__Request__
Locate every line in the material that contains the word "blue", and copy each of those lines out in full.

__Available data__
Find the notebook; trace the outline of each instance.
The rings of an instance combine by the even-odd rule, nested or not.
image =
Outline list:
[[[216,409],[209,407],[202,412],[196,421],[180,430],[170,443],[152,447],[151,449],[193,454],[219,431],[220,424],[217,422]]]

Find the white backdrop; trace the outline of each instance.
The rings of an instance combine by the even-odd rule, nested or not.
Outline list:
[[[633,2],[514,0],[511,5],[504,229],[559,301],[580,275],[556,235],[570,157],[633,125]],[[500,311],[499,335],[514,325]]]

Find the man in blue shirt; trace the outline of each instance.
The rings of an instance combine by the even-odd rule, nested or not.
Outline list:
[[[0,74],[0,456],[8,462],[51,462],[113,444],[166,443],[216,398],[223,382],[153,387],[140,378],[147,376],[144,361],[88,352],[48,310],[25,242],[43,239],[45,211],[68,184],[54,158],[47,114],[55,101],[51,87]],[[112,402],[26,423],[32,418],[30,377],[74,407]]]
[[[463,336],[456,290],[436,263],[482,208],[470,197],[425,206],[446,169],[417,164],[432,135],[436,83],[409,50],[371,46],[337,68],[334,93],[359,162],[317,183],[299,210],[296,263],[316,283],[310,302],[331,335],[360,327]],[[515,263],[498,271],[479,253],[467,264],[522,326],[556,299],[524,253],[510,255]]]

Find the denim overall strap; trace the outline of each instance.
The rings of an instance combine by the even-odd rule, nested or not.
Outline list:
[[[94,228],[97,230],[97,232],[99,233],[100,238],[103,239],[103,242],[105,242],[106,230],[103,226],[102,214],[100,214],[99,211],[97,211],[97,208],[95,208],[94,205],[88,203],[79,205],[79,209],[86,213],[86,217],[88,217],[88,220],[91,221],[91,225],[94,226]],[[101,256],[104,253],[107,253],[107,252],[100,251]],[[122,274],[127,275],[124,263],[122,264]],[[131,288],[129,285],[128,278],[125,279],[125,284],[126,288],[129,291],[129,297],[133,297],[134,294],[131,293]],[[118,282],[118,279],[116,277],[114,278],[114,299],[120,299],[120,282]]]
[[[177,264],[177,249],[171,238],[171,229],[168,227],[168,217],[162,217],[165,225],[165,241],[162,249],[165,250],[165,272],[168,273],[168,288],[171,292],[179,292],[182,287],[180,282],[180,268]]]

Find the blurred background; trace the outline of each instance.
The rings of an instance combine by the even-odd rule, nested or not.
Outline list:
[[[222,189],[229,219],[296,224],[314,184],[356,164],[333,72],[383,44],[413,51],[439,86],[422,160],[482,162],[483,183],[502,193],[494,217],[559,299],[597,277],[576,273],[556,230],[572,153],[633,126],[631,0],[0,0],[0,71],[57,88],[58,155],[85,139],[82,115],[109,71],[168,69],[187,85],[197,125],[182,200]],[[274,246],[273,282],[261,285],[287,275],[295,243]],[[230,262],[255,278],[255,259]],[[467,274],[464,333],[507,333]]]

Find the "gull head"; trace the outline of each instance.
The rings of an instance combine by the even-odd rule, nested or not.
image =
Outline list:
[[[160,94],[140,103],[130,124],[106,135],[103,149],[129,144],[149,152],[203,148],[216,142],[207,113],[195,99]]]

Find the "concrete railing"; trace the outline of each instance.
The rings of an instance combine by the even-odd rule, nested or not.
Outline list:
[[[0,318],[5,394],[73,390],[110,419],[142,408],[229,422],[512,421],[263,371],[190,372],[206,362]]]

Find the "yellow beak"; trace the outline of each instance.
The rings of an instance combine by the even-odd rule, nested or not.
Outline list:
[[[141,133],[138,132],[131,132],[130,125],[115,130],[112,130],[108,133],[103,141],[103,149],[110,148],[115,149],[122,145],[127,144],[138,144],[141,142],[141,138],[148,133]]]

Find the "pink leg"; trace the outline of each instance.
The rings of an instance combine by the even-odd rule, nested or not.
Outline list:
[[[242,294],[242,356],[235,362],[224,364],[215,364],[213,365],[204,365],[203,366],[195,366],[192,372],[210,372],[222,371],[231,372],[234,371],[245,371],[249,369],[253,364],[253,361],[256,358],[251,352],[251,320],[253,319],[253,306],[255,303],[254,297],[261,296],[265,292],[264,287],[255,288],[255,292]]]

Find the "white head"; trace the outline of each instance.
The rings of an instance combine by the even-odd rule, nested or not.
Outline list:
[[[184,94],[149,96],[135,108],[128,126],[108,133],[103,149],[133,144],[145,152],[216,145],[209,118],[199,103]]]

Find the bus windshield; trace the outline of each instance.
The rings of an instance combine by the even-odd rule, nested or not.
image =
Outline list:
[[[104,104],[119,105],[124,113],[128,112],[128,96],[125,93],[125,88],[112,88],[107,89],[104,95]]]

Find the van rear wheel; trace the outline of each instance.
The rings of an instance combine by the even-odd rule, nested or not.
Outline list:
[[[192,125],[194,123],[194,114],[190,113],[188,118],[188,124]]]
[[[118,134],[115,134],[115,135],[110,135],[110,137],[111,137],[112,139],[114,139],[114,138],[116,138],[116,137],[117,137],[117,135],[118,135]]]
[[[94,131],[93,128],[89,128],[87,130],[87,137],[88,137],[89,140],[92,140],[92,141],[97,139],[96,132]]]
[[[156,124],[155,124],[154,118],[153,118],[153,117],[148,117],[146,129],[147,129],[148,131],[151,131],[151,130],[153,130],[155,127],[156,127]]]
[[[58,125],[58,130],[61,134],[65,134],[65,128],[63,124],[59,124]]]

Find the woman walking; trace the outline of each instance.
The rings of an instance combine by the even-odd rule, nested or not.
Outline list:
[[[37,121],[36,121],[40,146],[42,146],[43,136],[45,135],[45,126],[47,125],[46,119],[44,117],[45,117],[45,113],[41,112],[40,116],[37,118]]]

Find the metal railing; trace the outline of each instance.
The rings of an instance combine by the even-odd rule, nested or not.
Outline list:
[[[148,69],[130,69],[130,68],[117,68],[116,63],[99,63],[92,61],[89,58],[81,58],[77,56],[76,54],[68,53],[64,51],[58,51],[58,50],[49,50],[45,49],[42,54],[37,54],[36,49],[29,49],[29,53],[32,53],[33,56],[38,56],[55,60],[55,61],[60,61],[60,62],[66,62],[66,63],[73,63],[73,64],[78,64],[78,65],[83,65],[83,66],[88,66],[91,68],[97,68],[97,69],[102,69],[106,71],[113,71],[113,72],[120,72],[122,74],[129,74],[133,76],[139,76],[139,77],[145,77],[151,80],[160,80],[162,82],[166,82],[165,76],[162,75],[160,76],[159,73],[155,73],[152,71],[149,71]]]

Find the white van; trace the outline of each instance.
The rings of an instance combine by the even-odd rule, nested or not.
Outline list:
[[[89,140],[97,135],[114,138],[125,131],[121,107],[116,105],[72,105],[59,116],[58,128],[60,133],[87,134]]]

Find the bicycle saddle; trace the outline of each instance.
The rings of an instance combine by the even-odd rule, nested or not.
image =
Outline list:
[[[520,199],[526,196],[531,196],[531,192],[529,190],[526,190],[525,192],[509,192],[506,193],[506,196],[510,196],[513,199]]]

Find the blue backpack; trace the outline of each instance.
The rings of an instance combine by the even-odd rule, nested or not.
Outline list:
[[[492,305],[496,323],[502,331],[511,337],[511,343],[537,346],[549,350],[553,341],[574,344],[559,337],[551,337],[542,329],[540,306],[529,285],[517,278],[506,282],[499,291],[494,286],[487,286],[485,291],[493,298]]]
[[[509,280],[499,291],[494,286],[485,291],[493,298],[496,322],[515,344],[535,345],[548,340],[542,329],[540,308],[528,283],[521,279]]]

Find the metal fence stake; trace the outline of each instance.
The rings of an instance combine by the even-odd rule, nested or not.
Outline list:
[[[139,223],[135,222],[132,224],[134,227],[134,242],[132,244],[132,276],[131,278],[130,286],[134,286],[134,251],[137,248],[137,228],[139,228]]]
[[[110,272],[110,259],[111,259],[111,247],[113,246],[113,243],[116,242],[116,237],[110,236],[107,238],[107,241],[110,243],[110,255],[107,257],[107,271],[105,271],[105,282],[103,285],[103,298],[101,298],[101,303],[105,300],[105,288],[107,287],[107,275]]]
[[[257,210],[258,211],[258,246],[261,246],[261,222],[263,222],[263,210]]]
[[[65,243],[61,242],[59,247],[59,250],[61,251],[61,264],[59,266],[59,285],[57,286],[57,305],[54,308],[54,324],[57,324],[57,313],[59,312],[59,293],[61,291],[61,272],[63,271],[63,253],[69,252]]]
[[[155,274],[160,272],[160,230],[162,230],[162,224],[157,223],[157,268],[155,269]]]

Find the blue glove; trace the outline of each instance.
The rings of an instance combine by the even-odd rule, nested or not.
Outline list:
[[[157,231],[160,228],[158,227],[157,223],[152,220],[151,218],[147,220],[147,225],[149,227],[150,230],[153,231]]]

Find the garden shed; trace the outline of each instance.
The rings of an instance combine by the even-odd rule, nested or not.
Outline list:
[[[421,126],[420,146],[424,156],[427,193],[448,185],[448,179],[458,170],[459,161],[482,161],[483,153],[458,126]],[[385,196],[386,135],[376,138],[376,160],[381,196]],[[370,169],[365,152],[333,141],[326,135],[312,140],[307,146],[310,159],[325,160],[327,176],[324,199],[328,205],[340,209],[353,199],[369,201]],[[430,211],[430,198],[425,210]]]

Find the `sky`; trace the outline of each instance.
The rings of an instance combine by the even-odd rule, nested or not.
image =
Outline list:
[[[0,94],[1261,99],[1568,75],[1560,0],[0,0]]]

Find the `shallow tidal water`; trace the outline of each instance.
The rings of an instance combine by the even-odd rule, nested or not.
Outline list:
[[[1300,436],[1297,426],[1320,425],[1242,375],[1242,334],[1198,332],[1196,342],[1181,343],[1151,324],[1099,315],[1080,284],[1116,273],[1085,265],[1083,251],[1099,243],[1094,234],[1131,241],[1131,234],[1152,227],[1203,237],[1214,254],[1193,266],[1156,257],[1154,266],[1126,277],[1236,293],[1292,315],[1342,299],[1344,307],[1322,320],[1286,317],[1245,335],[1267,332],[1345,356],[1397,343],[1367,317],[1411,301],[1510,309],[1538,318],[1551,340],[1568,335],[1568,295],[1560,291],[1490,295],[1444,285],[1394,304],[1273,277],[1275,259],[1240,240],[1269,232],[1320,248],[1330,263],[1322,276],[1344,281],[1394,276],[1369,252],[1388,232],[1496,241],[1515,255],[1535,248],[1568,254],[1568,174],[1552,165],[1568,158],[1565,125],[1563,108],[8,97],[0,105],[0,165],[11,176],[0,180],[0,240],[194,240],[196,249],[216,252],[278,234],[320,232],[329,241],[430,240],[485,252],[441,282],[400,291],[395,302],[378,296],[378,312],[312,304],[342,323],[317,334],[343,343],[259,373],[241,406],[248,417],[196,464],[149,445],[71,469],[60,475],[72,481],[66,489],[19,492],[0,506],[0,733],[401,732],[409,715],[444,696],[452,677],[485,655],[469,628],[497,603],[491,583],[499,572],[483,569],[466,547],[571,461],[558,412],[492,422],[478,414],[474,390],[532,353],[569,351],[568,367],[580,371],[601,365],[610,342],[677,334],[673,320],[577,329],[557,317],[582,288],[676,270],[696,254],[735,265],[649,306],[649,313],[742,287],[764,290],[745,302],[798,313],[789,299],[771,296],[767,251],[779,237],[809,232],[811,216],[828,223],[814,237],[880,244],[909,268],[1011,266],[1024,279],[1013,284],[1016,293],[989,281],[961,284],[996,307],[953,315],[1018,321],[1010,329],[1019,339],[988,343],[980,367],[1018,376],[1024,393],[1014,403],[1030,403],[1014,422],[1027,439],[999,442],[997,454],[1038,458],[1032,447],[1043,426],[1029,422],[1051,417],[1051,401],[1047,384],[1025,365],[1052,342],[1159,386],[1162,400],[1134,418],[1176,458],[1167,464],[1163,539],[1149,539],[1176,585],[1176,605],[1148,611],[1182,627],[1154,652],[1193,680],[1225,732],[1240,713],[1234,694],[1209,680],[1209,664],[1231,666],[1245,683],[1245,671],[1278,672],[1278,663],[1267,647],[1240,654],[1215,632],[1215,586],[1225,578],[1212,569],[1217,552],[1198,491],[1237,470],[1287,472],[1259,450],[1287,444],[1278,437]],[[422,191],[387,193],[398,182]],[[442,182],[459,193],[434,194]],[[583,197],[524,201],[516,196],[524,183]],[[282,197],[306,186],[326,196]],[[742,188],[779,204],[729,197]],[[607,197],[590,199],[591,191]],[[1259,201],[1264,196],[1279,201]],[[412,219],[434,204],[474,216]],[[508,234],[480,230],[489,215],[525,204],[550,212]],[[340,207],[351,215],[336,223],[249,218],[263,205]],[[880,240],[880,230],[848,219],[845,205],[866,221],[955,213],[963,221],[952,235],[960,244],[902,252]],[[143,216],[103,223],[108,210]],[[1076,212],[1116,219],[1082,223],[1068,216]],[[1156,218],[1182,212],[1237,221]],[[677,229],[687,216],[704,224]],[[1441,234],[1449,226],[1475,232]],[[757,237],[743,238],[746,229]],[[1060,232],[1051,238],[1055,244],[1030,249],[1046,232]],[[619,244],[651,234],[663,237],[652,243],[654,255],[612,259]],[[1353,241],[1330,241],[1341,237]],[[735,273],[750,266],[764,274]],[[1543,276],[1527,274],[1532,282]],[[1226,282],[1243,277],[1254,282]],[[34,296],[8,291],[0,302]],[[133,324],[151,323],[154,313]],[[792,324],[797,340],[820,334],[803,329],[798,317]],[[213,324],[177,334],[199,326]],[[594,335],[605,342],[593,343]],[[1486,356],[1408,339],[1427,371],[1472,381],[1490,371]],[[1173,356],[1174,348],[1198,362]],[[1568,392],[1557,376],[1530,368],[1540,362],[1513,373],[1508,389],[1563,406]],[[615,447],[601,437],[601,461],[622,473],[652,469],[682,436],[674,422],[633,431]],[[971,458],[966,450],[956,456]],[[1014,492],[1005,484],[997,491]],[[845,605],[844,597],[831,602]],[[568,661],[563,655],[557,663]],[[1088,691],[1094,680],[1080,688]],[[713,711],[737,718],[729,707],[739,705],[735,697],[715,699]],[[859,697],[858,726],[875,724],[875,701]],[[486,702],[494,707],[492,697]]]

__Exercise solution__
Find the man in blue shirt; trace the outline of each instance.
Find the blue backpack; trace the outline of each instance.
Find the blue glove; trace the outline of each instance.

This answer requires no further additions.